## INSTRUCTIONS FOR THE TASK
From the line with "help me out — i'm trying to find the stadium" to the last line of the data below, repeat every line exactly and add nothing.

EXERCISE INPUT Block Start

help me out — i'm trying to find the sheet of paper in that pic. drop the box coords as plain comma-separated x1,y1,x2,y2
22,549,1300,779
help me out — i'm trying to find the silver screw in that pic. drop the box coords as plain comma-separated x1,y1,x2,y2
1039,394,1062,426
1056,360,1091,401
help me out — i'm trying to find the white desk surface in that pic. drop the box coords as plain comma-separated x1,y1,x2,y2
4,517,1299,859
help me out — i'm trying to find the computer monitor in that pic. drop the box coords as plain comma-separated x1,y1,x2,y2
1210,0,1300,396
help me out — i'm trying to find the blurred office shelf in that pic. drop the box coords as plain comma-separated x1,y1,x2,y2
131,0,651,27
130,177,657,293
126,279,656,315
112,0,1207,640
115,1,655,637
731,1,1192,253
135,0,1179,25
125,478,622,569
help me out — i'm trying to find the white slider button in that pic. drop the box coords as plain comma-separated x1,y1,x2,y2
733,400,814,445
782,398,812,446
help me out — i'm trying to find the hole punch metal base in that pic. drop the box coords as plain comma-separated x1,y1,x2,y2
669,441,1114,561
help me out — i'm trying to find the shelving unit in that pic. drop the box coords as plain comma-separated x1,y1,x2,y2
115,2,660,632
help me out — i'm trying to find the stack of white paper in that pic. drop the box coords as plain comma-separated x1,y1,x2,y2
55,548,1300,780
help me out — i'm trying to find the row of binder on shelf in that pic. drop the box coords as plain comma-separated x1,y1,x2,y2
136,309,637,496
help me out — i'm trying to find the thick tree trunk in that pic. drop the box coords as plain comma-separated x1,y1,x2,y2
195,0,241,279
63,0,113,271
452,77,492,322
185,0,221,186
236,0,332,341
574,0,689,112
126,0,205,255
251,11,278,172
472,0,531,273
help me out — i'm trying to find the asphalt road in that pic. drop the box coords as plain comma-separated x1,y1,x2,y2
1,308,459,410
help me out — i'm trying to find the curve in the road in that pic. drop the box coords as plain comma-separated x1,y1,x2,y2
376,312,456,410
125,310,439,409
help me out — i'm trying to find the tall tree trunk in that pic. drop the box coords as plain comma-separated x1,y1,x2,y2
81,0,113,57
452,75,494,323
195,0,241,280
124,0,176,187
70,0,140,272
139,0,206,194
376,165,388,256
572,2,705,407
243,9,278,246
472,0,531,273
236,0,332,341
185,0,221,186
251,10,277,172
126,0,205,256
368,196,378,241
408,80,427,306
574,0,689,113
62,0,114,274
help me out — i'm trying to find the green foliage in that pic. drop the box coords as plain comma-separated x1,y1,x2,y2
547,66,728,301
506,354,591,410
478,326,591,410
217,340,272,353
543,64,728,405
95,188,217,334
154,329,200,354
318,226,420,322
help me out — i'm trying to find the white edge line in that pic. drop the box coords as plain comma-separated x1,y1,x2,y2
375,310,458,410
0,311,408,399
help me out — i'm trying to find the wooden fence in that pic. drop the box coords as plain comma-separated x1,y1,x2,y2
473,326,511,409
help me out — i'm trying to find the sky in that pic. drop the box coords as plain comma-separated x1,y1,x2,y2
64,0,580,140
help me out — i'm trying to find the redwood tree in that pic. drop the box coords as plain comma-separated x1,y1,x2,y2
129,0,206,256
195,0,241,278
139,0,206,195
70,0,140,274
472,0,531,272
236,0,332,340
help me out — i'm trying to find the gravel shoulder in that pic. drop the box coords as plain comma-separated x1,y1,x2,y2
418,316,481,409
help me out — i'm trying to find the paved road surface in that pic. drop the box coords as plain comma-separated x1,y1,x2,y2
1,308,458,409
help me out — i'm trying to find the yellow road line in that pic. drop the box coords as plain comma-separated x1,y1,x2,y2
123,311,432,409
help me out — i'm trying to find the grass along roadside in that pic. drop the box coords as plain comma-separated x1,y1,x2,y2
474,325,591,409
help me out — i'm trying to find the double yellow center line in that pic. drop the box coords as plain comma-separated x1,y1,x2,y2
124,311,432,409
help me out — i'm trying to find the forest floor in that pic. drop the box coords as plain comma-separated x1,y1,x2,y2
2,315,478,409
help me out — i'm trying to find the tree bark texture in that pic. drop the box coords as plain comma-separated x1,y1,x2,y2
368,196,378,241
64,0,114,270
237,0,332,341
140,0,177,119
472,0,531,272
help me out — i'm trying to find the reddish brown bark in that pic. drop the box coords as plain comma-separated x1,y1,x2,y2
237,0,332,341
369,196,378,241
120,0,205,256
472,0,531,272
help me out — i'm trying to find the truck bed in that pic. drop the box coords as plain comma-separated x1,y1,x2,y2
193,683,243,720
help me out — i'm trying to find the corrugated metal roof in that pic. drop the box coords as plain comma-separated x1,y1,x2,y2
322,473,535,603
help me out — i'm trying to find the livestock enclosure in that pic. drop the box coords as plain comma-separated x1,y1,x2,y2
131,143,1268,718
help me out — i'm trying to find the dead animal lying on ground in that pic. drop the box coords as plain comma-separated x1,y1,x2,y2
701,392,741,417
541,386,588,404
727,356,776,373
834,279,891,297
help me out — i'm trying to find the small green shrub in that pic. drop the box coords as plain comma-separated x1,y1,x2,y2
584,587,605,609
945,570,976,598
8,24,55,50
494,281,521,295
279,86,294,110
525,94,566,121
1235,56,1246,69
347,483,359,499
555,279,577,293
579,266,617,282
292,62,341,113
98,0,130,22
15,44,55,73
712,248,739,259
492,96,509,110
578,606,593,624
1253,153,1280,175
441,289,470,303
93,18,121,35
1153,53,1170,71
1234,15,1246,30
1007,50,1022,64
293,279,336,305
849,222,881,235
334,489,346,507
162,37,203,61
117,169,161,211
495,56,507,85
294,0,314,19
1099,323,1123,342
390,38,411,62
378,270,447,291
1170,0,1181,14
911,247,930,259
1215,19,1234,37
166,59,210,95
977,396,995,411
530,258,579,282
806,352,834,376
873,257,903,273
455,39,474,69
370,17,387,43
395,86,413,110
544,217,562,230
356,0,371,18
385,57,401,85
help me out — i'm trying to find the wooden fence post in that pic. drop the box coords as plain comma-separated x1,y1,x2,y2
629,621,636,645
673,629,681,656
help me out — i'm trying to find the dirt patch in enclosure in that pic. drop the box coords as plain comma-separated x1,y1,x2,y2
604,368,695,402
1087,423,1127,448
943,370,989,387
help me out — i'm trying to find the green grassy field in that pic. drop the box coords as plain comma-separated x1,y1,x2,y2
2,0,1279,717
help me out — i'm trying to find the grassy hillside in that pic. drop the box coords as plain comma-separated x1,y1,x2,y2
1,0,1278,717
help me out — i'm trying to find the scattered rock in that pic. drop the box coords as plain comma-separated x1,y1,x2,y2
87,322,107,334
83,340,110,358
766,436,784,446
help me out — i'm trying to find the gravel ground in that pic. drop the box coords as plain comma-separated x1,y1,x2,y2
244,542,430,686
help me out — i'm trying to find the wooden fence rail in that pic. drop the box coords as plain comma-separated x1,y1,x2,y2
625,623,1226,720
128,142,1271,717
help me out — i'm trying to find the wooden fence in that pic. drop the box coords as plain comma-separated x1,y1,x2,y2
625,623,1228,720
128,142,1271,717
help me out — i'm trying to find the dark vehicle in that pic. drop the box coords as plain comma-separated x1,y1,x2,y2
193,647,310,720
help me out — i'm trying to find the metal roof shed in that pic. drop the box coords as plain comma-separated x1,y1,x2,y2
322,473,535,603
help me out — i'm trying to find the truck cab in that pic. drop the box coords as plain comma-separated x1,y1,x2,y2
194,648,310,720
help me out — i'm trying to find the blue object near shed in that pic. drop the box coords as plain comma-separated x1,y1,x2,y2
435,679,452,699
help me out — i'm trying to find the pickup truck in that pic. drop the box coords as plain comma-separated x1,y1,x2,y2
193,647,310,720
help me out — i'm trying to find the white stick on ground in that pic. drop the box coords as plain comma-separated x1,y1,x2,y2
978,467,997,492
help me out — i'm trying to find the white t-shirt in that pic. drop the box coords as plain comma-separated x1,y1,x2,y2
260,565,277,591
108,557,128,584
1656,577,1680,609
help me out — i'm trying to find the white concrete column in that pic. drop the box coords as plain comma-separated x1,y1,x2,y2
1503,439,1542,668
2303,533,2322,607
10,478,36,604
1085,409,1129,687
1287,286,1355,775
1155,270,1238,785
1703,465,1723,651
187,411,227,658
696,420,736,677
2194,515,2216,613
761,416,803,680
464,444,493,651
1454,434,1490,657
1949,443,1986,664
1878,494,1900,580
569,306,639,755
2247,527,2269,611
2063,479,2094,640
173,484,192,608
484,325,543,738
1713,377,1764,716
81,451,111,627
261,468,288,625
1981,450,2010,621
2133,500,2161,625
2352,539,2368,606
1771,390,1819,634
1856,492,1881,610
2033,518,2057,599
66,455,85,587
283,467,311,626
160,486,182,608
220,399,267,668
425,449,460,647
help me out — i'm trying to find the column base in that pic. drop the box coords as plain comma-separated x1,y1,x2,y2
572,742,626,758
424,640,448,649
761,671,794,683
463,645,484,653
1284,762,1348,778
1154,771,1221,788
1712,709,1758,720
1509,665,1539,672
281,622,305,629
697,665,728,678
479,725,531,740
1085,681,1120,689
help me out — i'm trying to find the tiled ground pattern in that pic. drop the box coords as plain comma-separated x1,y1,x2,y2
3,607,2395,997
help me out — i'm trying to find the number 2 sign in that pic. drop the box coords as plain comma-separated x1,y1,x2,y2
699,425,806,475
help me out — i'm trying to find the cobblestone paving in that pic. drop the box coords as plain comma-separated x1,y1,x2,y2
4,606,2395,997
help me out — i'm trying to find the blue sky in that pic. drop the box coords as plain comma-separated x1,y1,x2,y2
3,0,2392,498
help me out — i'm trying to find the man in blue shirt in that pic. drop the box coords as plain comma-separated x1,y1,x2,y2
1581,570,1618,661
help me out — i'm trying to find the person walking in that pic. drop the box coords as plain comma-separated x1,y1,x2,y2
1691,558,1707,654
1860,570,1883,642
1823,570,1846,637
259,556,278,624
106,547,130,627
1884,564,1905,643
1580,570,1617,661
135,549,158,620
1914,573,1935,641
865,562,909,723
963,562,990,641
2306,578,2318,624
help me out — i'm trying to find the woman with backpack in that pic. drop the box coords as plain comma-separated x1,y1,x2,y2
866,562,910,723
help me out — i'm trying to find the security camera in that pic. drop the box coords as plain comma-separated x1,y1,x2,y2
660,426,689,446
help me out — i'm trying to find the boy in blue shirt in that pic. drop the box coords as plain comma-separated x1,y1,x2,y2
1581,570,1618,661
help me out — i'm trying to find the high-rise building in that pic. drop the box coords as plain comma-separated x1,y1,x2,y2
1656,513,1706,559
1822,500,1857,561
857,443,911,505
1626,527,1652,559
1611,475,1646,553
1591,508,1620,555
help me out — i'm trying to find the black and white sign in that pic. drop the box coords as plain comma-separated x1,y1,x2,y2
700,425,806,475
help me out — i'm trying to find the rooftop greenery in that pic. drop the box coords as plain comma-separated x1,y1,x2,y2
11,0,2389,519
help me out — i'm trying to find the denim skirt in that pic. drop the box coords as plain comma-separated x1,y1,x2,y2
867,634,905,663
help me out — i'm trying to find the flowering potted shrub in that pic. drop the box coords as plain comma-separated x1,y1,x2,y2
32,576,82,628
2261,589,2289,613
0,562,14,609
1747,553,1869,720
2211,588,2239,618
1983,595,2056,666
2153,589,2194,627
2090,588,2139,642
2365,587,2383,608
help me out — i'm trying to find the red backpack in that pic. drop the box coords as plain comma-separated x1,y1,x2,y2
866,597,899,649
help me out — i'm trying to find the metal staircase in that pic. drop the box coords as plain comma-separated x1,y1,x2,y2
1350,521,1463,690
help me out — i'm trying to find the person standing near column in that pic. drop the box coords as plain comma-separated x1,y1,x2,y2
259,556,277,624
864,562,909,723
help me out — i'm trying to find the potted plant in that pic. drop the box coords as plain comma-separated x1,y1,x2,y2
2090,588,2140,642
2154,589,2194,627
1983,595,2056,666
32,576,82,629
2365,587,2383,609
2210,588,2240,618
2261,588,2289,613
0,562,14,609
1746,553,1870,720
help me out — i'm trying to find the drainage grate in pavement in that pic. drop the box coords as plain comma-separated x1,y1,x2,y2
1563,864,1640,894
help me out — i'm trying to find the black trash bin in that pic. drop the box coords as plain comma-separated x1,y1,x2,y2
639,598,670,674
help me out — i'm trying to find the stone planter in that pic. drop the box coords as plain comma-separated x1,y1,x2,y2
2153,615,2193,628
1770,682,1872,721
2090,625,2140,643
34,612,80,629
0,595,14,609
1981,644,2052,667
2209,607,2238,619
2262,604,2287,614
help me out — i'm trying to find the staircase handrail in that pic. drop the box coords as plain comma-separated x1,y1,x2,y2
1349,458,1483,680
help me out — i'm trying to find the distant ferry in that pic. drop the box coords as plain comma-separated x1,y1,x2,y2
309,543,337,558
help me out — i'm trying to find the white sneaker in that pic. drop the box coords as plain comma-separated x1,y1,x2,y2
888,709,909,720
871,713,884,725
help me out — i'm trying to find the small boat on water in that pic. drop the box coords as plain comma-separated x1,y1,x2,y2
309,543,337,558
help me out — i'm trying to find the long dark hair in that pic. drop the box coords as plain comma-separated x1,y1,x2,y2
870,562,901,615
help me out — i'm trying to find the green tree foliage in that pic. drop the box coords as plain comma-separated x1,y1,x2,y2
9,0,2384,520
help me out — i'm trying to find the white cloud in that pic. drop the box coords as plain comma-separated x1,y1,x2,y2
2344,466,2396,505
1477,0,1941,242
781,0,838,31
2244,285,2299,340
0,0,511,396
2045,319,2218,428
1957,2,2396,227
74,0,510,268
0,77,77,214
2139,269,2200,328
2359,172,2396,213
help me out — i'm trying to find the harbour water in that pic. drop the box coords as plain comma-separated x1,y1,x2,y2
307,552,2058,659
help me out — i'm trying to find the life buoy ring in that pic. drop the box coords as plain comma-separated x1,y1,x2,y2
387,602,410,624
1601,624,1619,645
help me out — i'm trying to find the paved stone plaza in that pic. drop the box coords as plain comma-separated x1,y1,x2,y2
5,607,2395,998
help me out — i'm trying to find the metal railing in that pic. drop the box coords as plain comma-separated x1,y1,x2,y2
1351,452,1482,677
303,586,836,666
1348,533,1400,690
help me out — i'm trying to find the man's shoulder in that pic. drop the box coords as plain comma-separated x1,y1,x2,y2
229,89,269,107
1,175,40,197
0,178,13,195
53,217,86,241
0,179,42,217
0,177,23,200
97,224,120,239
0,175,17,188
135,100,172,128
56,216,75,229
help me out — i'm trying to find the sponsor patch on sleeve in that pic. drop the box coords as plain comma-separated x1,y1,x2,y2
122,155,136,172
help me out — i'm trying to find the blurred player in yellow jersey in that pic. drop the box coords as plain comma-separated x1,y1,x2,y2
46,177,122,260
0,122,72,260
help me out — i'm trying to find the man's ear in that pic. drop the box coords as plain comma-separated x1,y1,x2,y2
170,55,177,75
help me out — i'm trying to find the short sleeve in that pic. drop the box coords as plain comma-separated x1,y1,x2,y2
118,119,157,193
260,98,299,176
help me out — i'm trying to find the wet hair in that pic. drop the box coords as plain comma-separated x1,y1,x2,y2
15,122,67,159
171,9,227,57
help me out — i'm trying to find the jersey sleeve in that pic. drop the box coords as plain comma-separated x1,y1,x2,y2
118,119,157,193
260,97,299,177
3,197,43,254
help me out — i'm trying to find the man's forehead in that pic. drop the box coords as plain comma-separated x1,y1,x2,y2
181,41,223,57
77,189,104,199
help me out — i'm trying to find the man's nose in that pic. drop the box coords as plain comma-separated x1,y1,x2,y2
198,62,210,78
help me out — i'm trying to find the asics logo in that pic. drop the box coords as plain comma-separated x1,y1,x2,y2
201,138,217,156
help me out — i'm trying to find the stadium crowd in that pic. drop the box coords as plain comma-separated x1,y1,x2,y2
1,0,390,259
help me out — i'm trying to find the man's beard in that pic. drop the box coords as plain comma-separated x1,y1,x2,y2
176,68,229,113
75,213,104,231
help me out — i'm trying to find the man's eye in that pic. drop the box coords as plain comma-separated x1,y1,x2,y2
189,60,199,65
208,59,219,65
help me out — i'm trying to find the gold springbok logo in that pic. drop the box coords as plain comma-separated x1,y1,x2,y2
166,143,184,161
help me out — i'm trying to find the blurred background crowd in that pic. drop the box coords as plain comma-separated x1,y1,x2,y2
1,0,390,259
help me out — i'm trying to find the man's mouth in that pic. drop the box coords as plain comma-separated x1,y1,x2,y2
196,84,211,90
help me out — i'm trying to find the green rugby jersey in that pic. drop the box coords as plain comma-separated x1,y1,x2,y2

EXERCISE INPUT Block End

## SOLUTION TO THE EXERCISE
help me out — i'm trying to find the stadium crowd in that pic. drop the box coords as plain comma-separated x1,y1,x2,y2
1,0,390,259
help me out — i'm trying to find the man's beard in that pic. drop the box coords as plain comma-separated x1,y1,x2,y2
176,68,229,113
75,213,104,231
help me out — i'm trying to find the man's eye in that pic. drop the box coords as plain comma-separated x1,y1,x2,y2
189,60,199,65
208,59,219,65
help me out — i'm trying to find the gold springbok logo in that pic. drop the box coords as plain comma-separated x1,y1,x2,y2
166,143,184,161
help me out — i'm trying to find the blurred background crowd in that pic. drop the box coords as plain comma-separated x1,y1,x2,y2
1,0,390,259
help me out — i'm trying to find the man's mouth in that pic. drop the box coords as plain comma-separated x1,y1,x2,y2
196,84,211,90
help me out — i'm trying to find the green rugby jersey in that pic. drop the box coords as plain comma-separated x1,y1,x2,y2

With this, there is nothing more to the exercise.